Stored data
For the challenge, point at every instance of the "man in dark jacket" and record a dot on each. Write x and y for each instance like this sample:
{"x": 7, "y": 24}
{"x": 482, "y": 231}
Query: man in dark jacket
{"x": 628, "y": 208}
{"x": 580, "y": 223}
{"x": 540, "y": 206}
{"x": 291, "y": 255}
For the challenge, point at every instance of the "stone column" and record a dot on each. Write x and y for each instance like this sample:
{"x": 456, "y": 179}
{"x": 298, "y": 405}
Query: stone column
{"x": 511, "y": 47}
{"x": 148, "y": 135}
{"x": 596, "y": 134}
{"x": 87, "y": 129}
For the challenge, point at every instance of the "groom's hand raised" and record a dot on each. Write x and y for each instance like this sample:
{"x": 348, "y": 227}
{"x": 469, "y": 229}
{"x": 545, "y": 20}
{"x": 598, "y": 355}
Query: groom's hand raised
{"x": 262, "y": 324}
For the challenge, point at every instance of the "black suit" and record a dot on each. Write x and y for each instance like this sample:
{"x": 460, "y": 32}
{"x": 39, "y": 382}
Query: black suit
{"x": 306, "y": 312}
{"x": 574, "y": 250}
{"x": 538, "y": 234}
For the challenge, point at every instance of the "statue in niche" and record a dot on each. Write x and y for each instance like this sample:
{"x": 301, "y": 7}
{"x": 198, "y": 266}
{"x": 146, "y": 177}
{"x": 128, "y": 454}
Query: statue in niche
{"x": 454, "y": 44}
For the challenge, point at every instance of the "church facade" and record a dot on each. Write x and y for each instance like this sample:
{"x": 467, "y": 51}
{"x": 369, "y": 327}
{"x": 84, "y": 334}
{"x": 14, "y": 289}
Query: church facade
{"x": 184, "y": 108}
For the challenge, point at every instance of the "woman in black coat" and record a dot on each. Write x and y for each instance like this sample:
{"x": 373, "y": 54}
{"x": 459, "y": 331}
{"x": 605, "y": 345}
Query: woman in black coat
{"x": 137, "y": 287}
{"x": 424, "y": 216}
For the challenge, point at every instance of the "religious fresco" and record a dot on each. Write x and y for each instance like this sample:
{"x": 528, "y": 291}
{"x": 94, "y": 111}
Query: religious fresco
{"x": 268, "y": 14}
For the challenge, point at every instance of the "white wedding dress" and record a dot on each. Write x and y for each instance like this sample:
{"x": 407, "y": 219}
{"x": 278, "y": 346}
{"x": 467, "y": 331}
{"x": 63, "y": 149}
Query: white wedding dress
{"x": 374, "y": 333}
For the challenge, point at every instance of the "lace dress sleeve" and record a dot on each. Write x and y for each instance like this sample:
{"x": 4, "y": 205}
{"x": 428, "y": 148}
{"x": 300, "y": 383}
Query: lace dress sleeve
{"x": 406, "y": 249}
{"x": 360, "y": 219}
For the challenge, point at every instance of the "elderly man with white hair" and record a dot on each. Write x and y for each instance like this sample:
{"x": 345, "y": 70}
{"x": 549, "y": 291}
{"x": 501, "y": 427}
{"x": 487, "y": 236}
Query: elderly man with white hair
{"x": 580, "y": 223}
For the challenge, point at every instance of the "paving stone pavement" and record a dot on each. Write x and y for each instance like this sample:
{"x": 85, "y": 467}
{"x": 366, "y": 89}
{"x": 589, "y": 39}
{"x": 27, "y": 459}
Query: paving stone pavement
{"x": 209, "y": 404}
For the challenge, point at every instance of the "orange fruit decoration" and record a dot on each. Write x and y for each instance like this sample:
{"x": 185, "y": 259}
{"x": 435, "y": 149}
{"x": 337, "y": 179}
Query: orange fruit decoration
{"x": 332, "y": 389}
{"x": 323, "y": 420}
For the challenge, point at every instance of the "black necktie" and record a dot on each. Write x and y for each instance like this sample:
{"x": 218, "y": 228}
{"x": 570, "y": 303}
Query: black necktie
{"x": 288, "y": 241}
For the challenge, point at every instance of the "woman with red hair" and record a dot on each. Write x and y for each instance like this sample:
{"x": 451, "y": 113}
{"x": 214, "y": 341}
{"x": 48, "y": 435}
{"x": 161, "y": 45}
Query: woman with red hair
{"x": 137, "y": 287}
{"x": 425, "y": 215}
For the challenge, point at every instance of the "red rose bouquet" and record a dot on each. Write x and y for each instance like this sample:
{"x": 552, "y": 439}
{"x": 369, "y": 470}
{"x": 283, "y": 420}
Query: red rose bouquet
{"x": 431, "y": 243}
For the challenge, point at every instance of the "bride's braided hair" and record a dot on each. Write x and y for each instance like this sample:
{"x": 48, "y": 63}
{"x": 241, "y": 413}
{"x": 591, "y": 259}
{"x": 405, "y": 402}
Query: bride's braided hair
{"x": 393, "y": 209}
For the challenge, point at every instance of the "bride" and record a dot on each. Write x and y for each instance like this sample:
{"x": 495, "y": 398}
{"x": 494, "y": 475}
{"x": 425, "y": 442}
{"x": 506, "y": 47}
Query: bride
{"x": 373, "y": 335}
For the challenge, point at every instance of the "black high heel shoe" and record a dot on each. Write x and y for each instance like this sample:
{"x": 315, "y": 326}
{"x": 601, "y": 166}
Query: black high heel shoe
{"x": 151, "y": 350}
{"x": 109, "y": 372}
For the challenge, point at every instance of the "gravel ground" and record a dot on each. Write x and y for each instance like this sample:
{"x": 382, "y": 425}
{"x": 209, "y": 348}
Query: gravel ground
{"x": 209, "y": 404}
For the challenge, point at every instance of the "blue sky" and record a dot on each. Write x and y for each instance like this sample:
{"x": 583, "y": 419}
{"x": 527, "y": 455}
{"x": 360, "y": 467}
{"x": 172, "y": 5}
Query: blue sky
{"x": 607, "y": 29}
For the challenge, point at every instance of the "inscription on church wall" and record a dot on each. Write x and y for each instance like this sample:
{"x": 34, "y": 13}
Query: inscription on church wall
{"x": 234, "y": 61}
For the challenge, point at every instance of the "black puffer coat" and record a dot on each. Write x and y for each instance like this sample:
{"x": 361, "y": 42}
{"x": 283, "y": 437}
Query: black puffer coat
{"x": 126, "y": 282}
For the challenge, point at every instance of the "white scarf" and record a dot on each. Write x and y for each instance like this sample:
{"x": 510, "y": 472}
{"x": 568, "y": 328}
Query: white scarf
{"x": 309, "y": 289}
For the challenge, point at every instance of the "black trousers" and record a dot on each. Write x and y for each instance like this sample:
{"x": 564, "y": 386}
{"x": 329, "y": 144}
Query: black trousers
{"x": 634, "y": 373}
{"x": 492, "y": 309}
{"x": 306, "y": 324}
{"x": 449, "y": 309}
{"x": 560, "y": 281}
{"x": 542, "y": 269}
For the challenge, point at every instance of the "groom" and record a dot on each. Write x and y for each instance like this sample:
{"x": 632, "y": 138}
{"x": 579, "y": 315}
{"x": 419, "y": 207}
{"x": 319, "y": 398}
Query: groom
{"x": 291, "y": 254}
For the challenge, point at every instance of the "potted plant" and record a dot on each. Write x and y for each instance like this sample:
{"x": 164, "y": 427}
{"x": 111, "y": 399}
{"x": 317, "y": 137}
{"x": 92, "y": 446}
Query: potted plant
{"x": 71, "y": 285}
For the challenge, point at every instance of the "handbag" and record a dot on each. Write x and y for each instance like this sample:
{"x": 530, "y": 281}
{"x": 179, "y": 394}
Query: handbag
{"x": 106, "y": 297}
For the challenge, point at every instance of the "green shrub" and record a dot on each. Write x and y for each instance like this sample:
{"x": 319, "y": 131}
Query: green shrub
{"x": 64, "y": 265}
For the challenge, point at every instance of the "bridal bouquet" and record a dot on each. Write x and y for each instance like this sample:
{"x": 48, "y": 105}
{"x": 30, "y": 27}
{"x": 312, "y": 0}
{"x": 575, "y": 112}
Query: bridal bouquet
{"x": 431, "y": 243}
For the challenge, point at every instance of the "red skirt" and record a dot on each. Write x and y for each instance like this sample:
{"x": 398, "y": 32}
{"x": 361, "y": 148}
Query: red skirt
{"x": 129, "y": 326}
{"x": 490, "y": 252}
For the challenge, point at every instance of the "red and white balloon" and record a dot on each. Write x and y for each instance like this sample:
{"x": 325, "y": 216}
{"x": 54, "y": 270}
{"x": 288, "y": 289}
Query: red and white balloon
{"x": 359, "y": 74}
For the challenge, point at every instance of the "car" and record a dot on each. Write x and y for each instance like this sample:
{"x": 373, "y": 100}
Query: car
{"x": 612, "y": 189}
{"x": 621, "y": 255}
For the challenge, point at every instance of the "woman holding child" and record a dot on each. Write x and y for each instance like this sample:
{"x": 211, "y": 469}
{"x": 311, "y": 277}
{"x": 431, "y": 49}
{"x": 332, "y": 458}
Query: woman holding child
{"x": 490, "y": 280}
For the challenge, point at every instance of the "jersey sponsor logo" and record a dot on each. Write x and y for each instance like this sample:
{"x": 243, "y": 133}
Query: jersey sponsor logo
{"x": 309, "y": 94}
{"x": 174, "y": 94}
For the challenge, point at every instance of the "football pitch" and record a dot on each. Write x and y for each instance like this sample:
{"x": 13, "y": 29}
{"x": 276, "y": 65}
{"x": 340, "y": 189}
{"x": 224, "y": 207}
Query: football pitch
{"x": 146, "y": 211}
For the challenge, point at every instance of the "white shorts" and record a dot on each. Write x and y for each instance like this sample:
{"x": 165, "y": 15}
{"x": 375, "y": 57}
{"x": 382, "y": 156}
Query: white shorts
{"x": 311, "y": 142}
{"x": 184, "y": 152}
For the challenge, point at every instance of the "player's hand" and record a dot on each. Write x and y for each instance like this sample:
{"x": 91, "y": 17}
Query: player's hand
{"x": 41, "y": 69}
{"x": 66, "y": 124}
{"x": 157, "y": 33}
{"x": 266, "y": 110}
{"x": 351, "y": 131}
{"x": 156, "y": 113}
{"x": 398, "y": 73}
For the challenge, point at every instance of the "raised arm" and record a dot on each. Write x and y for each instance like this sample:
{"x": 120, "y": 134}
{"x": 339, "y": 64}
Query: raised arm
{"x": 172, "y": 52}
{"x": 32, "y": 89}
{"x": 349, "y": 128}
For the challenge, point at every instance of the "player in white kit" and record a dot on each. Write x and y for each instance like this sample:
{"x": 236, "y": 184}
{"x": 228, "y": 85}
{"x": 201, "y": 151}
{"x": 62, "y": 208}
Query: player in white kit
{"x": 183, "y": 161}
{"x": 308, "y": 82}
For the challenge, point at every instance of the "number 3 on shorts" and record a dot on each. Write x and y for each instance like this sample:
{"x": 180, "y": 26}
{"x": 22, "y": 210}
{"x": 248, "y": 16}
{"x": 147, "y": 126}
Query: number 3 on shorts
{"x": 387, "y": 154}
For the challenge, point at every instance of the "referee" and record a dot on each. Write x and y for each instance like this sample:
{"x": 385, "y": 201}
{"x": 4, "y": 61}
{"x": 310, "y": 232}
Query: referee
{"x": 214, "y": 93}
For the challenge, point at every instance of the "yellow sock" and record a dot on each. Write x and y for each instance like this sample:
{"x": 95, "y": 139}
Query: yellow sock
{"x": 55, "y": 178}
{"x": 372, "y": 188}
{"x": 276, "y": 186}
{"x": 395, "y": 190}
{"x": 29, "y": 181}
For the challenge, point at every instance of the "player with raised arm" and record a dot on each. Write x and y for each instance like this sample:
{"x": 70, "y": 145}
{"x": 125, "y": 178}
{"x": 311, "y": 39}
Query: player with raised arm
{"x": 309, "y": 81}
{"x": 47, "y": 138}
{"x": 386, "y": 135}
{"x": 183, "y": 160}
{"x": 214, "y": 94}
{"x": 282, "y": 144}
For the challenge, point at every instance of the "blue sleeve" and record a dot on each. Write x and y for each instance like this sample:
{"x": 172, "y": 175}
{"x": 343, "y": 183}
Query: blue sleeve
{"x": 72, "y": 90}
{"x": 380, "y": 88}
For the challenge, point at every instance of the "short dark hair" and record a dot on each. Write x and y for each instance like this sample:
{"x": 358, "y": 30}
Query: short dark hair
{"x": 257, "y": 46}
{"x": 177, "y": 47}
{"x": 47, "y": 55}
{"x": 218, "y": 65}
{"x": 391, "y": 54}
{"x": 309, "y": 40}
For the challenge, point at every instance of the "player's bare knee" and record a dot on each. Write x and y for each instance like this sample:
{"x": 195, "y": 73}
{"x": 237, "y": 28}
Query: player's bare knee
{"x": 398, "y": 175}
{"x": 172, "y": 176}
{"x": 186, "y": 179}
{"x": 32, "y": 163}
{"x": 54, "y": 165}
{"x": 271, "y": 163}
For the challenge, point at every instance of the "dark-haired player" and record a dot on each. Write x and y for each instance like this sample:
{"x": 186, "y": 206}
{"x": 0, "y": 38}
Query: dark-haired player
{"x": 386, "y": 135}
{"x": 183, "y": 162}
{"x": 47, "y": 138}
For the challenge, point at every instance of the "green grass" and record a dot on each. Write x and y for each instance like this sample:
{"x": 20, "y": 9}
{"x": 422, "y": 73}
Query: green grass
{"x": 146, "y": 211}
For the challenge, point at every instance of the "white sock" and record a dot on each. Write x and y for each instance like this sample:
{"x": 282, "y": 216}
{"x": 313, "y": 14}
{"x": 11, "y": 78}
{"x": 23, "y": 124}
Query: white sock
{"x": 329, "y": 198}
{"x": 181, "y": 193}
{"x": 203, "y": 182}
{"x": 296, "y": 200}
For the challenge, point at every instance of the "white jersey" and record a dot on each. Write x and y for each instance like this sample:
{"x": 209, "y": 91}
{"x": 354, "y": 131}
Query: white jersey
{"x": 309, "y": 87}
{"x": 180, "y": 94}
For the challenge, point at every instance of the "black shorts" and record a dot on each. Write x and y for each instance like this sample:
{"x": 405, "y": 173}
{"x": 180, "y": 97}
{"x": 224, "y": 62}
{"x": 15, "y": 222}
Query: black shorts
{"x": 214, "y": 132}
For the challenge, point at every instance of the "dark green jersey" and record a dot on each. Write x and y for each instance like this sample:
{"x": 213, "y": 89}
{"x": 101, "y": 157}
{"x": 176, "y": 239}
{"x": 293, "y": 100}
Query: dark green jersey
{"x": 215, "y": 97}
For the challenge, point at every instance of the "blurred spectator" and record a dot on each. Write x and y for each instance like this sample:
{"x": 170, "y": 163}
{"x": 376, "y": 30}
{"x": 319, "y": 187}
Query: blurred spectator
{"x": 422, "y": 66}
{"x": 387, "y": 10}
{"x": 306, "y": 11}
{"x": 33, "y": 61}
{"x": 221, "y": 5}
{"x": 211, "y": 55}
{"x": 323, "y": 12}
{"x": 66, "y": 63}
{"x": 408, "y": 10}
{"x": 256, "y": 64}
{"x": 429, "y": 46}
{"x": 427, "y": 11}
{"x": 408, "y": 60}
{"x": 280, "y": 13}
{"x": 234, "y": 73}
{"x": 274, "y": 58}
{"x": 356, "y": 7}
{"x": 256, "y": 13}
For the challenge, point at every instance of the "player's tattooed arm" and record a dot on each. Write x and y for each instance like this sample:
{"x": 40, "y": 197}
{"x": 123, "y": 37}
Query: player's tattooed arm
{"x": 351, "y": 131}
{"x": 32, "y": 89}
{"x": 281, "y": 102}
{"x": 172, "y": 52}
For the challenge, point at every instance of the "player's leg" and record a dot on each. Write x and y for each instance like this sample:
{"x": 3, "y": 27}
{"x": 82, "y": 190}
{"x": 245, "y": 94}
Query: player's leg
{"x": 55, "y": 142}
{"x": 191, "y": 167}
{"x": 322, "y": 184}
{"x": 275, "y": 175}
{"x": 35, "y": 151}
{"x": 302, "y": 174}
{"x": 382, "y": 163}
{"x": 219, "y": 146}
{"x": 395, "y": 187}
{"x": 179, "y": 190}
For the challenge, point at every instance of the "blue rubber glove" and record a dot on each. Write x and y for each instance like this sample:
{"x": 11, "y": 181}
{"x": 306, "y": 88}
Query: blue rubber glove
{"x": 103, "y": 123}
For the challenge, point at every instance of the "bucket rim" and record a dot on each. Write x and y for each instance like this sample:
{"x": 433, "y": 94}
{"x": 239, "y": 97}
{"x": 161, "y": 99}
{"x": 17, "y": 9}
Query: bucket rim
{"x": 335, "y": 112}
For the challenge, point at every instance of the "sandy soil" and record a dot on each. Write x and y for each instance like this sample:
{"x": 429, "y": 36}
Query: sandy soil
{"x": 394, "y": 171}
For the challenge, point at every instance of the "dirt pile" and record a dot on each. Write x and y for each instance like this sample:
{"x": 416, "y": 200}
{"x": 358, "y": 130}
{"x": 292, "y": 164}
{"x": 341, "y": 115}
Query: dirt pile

* **HOW TO COMPLETE THIS TASK**:
Copy out every line in the records where the word "dirt" is found.

* **PROBLEM SOLUTION**:
For the challenge, point at every instance of the "dirt pile" and record a dot on each. Write x and y for each instance like this sample:
Query: dirt pile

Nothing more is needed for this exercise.